Lines before the one containing "Per instance of the water" in the records below are to be left out; that line and all after it, through the end, are to be retyped exactly.
[[ RECORD SET open ]]
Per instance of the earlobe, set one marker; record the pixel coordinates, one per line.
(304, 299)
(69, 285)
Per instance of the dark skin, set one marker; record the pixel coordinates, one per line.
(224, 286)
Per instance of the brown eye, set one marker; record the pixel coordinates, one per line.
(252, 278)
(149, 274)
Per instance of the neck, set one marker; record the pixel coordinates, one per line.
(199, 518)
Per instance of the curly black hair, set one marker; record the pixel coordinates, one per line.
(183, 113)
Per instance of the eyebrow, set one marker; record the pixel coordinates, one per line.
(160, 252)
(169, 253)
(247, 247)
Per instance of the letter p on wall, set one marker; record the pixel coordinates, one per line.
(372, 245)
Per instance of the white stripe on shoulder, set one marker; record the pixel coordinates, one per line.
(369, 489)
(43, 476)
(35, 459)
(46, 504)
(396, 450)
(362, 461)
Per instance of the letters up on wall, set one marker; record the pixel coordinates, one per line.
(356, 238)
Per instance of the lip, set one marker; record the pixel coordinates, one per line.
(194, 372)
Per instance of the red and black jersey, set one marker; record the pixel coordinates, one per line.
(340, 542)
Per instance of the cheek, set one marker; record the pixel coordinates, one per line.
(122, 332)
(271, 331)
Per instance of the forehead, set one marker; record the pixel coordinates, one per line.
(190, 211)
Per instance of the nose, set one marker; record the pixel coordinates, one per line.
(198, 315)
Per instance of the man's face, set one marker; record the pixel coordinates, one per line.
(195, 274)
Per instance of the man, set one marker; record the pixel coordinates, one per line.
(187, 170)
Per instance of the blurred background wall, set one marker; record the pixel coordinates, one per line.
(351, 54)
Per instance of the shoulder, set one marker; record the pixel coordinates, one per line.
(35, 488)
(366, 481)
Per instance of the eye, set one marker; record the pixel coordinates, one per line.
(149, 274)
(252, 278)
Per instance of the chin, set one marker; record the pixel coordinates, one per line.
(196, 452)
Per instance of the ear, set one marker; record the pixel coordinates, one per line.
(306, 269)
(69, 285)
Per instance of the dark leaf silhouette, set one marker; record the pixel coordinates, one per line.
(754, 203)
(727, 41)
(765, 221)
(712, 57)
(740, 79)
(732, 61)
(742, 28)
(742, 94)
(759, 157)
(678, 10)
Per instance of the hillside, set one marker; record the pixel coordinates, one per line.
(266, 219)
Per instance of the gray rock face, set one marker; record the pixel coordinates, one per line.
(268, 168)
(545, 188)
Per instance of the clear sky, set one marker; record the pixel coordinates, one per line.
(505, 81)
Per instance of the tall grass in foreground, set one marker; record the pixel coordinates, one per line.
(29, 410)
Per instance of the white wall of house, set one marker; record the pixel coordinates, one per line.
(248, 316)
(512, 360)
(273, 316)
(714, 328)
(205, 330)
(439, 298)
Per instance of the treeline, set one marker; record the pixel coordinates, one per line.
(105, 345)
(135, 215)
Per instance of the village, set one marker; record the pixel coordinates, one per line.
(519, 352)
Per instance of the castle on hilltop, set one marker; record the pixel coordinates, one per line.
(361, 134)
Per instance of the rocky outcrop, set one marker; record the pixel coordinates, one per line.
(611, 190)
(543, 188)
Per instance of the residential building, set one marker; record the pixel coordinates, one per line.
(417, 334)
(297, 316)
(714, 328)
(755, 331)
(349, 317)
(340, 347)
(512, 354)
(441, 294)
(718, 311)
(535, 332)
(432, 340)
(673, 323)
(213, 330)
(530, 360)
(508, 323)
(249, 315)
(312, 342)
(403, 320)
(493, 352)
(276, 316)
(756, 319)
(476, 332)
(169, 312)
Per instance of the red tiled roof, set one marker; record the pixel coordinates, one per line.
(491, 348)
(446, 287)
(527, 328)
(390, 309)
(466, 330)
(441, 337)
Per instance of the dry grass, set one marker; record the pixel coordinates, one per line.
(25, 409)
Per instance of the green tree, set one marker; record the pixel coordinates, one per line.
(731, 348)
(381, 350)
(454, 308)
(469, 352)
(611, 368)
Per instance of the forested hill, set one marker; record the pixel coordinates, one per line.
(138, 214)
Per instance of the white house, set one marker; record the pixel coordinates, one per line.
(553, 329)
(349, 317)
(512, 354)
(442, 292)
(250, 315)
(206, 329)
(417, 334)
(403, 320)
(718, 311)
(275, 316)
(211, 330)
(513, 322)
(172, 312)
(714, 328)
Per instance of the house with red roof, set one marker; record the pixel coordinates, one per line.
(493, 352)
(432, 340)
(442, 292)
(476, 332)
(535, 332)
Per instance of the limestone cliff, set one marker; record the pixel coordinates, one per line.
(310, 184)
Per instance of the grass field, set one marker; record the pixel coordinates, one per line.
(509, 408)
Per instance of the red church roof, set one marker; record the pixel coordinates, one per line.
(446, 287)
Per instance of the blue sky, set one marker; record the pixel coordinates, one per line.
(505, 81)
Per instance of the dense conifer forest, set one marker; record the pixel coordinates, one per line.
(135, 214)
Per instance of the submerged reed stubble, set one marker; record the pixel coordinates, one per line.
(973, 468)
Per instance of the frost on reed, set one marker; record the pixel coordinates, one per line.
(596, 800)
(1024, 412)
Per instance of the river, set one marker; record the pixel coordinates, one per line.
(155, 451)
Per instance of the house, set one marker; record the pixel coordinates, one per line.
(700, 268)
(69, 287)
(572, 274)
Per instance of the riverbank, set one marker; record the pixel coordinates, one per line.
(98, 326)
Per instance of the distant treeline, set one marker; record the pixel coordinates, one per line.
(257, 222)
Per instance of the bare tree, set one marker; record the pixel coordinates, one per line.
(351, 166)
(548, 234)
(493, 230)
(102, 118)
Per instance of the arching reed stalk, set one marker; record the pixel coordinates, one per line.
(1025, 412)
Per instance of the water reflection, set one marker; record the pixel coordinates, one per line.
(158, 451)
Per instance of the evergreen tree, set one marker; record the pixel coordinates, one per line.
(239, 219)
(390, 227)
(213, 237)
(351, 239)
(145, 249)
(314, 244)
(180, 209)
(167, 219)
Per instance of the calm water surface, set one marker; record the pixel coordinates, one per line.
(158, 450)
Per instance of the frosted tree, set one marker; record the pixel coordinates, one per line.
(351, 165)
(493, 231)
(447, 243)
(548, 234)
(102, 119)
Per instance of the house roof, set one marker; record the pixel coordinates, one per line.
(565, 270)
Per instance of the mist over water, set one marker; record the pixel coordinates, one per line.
[[ RECORD SET closed ]]
*RESPONSE BELOW:*
Per instance of the water reflection, set one marker; record the pixel coordinates, one per line.
(158, 451)
Per instance of the evergreen tree, set one marker; record the pixel coordinates, one per line.
(239, 219)
(390, 227)
(213, 237)
(351, 239)
(145, 249)
(314, 244)
(180, 209)
(167, 219)
Per instance of the calm water surface, set one marker; record the pixel coordinates, one per line.
(158, 450)
Per instance of the frosted tree, set one marker; record the pixel coordinates, one per line.
(351, 165)
(493, 231)
(447, 243)
(548, 234)
(102, 119)
Per instance of the house roof, set one marker; record the pixel coordinates, one per line.
(565, 270)
Per instance of the mist over water, set one marker; record the pixel coordinates, one per line.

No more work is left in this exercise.